AIM: Reproduce the entries from the start through the line with "(1058, 377)", including both ends and the requests, and adjust every coordinate in the answers by -133. Leave the pictures out.

MATERIAL FOR THE TASK:

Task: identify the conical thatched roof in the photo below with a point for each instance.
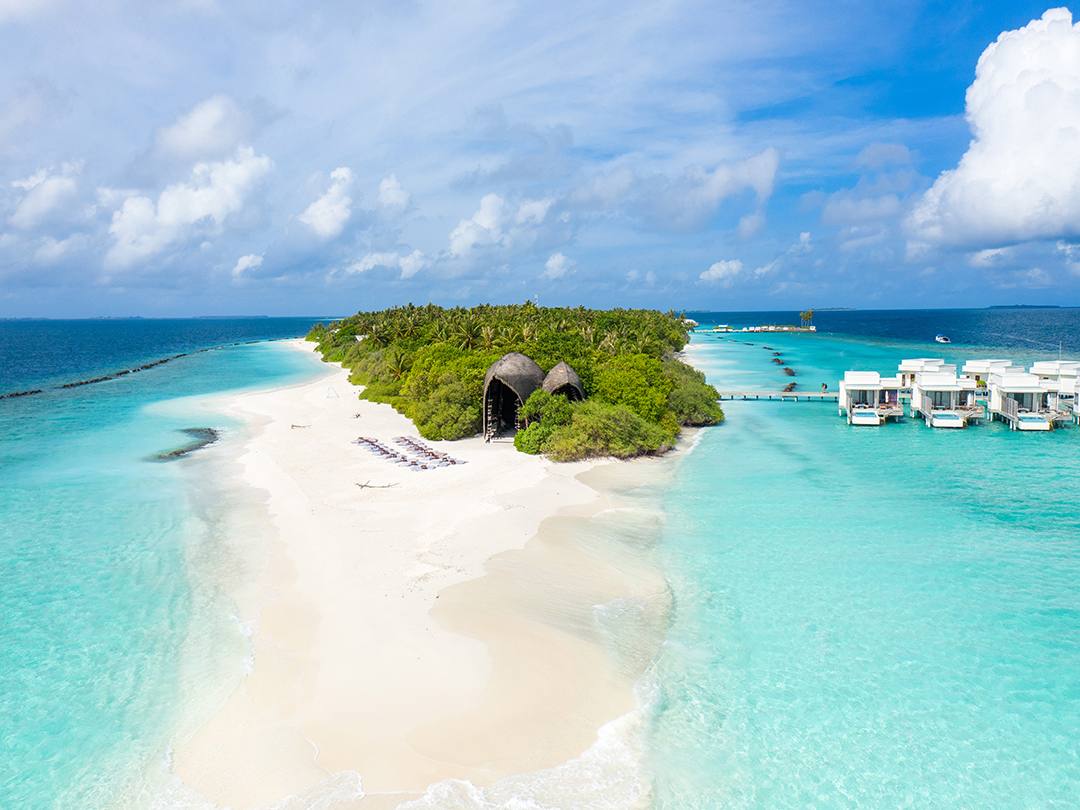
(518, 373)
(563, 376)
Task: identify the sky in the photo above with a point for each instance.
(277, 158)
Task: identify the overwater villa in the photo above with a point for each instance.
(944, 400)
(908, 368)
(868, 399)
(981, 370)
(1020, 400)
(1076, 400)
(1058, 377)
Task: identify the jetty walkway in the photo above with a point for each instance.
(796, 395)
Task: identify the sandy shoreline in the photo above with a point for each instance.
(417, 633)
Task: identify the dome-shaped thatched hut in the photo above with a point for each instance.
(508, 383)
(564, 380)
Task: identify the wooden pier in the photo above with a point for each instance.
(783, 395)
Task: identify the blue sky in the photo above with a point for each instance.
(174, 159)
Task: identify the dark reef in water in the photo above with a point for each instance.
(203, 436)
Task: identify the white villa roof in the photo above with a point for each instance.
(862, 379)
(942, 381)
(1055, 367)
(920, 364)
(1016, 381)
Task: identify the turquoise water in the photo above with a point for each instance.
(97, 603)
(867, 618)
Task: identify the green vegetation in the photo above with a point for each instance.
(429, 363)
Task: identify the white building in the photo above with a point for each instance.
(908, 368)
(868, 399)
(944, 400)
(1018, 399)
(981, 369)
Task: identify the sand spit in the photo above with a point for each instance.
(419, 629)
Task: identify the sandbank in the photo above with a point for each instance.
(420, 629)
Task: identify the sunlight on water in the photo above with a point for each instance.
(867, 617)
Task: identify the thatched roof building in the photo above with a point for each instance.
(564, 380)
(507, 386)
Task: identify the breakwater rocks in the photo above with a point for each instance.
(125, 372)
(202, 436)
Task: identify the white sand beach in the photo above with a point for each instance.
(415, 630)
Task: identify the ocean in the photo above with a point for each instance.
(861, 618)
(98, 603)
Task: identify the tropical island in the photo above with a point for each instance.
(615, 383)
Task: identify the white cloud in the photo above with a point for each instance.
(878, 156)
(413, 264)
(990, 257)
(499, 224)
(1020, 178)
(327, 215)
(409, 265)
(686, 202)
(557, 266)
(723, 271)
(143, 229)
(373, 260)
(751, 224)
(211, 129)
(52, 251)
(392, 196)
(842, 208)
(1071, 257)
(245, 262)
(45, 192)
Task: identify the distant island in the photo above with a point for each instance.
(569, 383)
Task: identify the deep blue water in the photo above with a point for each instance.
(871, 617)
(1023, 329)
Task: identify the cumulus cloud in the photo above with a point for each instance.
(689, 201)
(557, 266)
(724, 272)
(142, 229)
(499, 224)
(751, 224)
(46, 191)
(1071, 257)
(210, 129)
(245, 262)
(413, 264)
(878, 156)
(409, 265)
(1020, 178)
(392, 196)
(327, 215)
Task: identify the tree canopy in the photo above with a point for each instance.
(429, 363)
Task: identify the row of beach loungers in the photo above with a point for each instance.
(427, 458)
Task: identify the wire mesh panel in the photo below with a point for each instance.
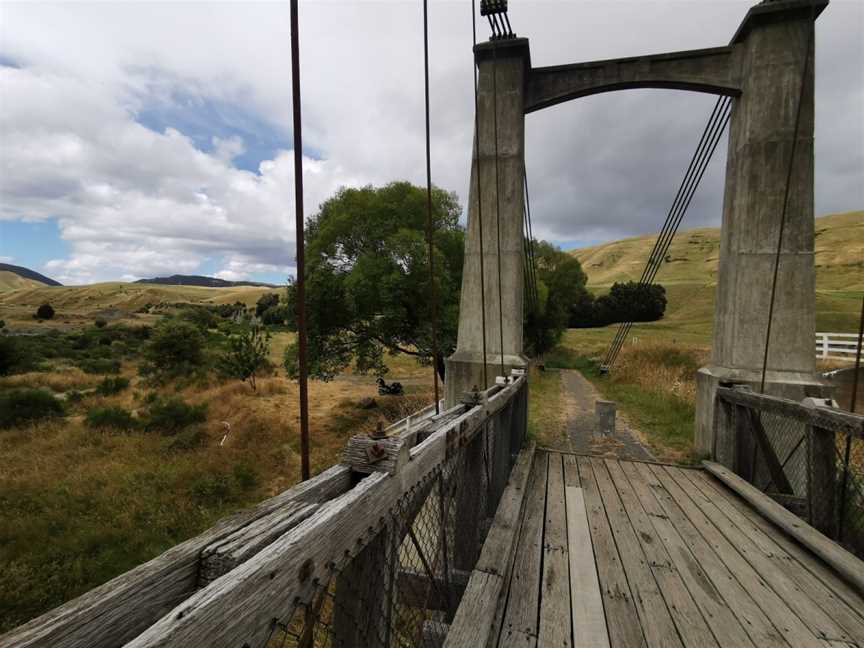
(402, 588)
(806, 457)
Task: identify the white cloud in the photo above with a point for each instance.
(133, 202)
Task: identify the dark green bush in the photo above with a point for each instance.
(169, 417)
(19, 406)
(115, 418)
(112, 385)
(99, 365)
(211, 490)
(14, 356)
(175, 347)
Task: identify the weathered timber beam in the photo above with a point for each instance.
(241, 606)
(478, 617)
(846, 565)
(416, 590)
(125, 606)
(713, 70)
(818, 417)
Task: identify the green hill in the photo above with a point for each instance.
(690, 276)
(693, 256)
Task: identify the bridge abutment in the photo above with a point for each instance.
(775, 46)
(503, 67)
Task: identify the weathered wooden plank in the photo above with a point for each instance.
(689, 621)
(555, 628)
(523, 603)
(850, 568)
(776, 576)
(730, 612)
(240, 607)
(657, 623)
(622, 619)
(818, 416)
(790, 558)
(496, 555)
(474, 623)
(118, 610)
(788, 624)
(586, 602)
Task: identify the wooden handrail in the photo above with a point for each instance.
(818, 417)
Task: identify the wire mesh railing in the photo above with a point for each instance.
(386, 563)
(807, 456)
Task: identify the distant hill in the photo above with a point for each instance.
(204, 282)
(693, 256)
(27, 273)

WRITTEN ANSWER:
Task: identify the conical thatched roof in the photo below with a point for each instance.
(385, 240)
(430, 243)
Task: identify the sky in the photo above with a point for each instance.
(144, 25)
Task: identify the overwater villa in the photo above with a point for each instance.
(811, 267)
(775, 235)
(735, 266)
(848, 237)
(887, 267)
(943, 267)
(925, 244)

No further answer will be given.